REQUEST
List each line in the items below that contains the word "weevil", matching case exactly.

╭─ DATA LISTING

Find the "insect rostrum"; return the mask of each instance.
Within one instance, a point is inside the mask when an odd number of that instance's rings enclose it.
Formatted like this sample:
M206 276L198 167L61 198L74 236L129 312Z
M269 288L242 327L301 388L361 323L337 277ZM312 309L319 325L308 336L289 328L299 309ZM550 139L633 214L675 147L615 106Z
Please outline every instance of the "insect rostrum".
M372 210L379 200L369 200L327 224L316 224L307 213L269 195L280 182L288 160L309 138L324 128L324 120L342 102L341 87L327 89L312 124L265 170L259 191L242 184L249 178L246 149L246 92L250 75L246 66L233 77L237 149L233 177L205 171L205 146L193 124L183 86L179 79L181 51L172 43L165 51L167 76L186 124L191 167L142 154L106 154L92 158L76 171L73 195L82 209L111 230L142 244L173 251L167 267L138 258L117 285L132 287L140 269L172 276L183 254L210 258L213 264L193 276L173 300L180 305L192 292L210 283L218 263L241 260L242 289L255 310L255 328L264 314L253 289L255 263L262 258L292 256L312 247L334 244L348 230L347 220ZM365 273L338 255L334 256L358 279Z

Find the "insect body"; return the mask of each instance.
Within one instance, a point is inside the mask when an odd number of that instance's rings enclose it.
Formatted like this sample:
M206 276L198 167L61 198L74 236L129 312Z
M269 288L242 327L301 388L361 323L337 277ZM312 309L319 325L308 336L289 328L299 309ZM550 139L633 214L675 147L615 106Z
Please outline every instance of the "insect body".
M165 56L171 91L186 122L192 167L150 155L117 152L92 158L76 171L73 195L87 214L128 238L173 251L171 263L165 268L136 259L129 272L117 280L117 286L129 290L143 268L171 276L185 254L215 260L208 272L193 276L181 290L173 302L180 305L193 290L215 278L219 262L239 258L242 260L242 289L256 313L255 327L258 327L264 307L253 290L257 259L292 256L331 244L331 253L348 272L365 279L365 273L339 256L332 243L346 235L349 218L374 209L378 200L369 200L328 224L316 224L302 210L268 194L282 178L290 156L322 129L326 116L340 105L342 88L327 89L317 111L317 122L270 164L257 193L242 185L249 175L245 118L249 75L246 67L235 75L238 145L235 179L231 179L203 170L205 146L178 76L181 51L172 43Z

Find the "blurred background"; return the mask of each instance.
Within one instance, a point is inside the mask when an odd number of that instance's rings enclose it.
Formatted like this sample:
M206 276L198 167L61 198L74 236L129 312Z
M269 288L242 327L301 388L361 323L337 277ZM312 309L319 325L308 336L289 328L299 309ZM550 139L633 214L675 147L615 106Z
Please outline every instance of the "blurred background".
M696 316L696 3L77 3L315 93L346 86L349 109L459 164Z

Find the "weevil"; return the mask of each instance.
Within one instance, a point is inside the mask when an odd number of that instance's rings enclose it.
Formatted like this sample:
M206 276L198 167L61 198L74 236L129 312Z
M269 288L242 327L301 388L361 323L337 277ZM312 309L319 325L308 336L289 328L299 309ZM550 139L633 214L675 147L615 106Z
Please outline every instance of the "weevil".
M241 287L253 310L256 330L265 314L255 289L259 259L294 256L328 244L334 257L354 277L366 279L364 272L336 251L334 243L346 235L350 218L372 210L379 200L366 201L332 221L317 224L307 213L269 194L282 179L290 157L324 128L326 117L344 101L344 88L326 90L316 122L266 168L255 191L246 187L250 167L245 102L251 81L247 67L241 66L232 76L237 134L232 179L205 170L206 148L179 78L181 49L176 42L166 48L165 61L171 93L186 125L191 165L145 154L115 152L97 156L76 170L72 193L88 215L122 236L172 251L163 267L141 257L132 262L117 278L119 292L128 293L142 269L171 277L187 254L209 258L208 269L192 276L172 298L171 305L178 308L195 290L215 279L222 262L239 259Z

╰─

FULL ANSWER
Find the "weevil"; return the mask of each instance.
Please outline every instance of the "weevil".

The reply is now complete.